- What is asked
Will you extract the entries below word for word, starting at the first line and ending at the line containing "(1159, 649)", with both of those lines included?

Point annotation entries
↓↓↓
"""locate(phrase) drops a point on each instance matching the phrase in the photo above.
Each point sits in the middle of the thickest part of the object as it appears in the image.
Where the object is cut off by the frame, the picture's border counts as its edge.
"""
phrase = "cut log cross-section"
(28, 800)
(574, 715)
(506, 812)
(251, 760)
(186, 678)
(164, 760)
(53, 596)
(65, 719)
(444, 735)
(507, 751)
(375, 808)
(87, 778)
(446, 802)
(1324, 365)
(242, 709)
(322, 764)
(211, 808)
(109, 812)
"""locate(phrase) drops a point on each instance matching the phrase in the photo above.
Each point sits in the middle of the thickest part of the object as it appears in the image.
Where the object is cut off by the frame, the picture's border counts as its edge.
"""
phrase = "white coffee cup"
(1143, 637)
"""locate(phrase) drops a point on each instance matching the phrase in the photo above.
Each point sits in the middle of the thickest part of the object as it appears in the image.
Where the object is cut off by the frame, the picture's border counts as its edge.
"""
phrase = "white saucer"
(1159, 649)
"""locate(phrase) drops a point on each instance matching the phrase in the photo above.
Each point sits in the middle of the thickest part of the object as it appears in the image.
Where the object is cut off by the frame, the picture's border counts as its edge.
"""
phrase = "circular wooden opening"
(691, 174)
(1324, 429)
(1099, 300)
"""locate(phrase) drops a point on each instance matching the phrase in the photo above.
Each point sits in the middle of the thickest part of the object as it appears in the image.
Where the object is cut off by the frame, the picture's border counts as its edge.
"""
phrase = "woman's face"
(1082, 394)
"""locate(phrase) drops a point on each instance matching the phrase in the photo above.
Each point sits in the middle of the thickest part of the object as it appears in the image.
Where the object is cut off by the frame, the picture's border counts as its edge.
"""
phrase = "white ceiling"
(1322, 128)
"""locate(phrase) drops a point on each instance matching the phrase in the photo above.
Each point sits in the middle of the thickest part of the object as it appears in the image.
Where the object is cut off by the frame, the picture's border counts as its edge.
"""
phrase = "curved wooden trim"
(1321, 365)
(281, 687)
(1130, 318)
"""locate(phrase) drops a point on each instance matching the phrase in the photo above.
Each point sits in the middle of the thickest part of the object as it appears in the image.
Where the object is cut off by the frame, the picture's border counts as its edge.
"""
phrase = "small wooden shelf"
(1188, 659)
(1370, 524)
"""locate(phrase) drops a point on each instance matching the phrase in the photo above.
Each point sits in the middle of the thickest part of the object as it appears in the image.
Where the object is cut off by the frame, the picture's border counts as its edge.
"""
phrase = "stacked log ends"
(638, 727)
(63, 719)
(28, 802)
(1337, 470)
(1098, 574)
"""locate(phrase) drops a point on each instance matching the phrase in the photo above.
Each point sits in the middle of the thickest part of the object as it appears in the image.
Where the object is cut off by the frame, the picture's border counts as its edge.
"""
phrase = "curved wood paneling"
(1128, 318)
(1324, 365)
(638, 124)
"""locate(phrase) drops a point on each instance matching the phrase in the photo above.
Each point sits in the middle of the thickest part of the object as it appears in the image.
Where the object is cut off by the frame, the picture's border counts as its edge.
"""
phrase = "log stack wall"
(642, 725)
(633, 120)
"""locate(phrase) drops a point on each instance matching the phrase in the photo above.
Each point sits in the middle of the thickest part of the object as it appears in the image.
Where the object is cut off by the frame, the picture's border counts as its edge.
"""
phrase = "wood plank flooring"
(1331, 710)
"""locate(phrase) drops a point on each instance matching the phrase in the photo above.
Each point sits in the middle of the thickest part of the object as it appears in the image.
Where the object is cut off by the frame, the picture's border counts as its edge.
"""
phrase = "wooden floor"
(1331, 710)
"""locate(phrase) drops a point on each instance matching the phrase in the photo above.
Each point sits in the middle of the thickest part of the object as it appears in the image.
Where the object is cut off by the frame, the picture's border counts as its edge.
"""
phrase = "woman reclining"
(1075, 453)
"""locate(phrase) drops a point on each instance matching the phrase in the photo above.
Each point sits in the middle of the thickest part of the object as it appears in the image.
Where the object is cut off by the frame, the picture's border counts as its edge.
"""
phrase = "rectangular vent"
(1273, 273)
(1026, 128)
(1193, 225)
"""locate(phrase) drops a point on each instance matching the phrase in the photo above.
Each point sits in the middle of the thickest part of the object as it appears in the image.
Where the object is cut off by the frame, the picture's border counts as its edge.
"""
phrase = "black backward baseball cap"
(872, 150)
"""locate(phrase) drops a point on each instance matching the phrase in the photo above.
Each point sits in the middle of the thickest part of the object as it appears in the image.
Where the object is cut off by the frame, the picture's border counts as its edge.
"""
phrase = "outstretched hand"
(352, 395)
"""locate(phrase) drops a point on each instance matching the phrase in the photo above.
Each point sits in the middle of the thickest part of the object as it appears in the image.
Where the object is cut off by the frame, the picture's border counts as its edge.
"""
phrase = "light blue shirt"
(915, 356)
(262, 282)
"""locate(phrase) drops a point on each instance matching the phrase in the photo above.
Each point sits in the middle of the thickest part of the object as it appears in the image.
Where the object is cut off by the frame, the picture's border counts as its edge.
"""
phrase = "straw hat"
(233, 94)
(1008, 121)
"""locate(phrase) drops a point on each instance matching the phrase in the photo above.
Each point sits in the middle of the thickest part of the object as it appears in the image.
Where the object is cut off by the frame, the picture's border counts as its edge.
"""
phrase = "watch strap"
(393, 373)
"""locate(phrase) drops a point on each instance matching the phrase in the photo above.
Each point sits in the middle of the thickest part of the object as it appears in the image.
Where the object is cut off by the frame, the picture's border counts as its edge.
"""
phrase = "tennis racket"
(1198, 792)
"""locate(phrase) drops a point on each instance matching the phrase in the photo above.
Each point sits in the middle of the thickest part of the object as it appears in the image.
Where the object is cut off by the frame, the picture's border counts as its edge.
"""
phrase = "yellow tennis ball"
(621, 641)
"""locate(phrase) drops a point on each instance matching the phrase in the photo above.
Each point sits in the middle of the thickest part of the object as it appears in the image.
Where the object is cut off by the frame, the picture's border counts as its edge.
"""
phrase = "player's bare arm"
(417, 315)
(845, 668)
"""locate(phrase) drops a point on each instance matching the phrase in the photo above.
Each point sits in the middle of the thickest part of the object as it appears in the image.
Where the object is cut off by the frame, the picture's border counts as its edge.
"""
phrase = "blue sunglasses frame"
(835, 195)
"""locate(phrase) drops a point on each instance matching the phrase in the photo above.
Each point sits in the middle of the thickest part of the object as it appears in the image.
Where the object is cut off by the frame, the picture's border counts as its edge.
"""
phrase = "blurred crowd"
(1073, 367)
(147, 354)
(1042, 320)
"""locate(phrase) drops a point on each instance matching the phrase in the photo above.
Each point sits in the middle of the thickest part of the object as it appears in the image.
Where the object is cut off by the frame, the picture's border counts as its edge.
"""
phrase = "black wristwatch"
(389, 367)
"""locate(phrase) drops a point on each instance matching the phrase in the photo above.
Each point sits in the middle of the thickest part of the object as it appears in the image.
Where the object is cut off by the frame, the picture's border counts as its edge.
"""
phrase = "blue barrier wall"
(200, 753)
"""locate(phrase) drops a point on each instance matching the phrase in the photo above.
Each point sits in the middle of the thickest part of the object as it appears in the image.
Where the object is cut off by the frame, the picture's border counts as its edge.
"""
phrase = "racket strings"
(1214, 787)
↑↑↑
- Exercise result
"""locate(phrase) drops a point on each instance matching the phrase in the photo above.
Each point sits in the middle of the thickest part of the object as it appears in the image.
Where the object is cut off by the frame, the picture's border counts as its edge.
"""
phrase = "cut log cross-section"
(28, 800)
(574, 715)
(506, 812)
(251, 760)
(186, 678)
(164, 760)
(53, 596)
(65, 719)
(444, 735)
(507, 751)
(375, 808)
(87, 778)
(446, 802)
(1324, 365)
(242, 709)
(322, 764)
(211, 808)
(109, 812)
"""locate(phrase) drops a point on each instance matching the phrase in the photo above.
Each point sits in the middle of the thickest part of the object as it appears in the image.
Where the object is cut off by the frame, the picture's border counts as its edge.
"""
phrase = "white coffee cup"
(1143, 637)
"""locate(phrase) drops a point on each instance matching the phrase in the photo above.
Each point sits in the middle of the thickest part of the object as it appears in the image.
Where the object is cut off by the frame, the picture's border counts as its edge.
"""
phrase = "white saucer"
(1159, 649)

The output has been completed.